> Raw data:
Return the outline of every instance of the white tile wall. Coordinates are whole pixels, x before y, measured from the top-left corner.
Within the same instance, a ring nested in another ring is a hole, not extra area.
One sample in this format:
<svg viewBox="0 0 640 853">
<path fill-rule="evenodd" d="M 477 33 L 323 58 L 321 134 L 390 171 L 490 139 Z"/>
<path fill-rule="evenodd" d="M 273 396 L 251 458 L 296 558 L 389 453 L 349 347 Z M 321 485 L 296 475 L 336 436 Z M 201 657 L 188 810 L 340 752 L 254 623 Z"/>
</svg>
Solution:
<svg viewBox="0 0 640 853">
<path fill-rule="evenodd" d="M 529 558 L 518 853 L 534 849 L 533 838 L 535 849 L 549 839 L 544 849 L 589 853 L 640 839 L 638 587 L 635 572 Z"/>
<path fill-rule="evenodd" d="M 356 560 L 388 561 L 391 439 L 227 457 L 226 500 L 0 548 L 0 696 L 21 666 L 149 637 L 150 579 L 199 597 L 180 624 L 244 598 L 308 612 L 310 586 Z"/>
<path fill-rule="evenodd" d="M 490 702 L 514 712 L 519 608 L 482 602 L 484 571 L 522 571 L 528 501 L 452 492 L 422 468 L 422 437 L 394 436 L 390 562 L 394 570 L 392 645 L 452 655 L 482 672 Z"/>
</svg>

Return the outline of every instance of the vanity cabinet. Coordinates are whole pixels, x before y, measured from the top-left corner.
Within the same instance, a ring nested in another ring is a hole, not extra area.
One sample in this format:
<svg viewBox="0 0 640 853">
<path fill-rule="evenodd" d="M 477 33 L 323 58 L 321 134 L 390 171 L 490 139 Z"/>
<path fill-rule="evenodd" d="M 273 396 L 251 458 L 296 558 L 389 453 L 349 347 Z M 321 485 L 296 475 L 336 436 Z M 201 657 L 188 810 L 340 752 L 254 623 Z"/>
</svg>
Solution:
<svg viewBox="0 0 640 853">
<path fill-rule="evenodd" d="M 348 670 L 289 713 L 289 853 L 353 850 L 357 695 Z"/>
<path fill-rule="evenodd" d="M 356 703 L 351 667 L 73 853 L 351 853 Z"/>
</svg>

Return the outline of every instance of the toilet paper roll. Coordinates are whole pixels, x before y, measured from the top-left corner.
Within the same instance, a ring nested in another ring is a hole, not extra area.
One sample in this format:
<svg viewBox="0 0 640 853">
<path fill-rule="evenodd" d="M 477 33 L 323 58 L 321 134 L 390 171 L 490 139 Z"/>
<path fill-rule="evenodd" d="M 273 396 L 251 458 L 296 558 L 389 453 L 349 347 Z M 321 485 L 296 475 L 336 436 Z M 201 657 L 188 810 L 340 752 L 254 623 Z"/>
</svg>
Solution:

> Description of the task:
Your task is to restate every record word for word.

> Result:
Return the outline of every instance of the white tile wall. Coordinates are whole pixels, x before y, measured from the top-left corner.
Within the same instance, a ring nested in another ring is a hole, not extra area.
One sample in this format:
<svg viewBox="0 0 640 853">
<path fill-rule="evenodd" d="M 477 33 L 323 58 L 321 134 L 390 171 L 490 139 Z"/>
<path fill-rule="evenodd" d="M 273 396 L 251 458 L 296 558 L 389 453 L 349 347 Z M 321 485 L 296 475 L 336 436 Z M 201 657 L 188 810 L 340 752 L 254 623 Z"/>
</svg>
Solution:
<svg viewBox="0 0 640 853">
<path fill-rule="evenodd" d="M 529 558 L 518 853 L 534 849 L 533 838 L 535 849 L 549 839 L 544 849 L 589 853 L 640 839 L 638 587 L 635 572 Z"/>
<path fill-rule="evenodd" d="M 356 560 L 388 561 L 391 439 L 227 457 L 226 500 L 0 548 L 0 696 L 21 666 L 149 637 L 150 579 L 199 597 L 180 624 L 244 598 L 308 612 L 310 586 Z"/>
<path fill-rule="evenodd" d="M 490 702 L 514 712 L 519 608 L 482 602 L 484 571 L 522 571 L 528 501 L 452 492 L 422 468 L 422 437 L 394 436 L 390 562 L 394 570 L 392 645 L 452 655 L 482 672 Z"/>
</svg>

Return the outline of every instance of the vanity cabinet. Coordinates are whole pixels, x before y, measured from the top-left corner.
Within the same instance, a ring nested in another ring is a hole, not extra area.
One sample in this format:
<svg viewBox="0 0 640 853">
<path fill-rule="evenodd" d="M 477 33 L 323 58 L 321 134 L 390 171 L 490 139 Z"/>
<path fill-rule="evenodd" d="M 273 396 L 251 458 L 296 558 L 389 453 L 349 347 Z M 321 485 L 296 475 L 336 436 Z M 201 657 L 188 810 L 340 752 L 254 623 Z"/>
</svg>
Solution:
<svg viewBox="0 0 640 853">
<path fill-rule="evenodd" d="M 348 670 L 289 713 L 289 853 L 353 850 L 357 695 Z"/>
<path fill-rule="evenodd" d="M 356 703 L 351 667 L 73 853 L 351 853 Z"/>
</svg>

Return the outline of every instance of the toilet paper roll. Coordinates are whole pixels, x before y, measured from the top-left corner.
Within the same instance, a ring nested in another ring is a hole, not extra area.
One sample in this format:
<svg viewBox="0 0 640 853">
<path fill-rule="evenodd" d="M 477 33 L 323 58 L 321 134 L 390 171 L 490 139 Z"/>
<path fill-rule="evenodd" d="M 273 396 L 251 458 L 296 558 L 389 453 L 349 347 Z M 321 485 L 296 475 L 336 436 Z M 201 657 L 188 810 L 340 752 L 254 623 Z"/>
</svg>
Solution:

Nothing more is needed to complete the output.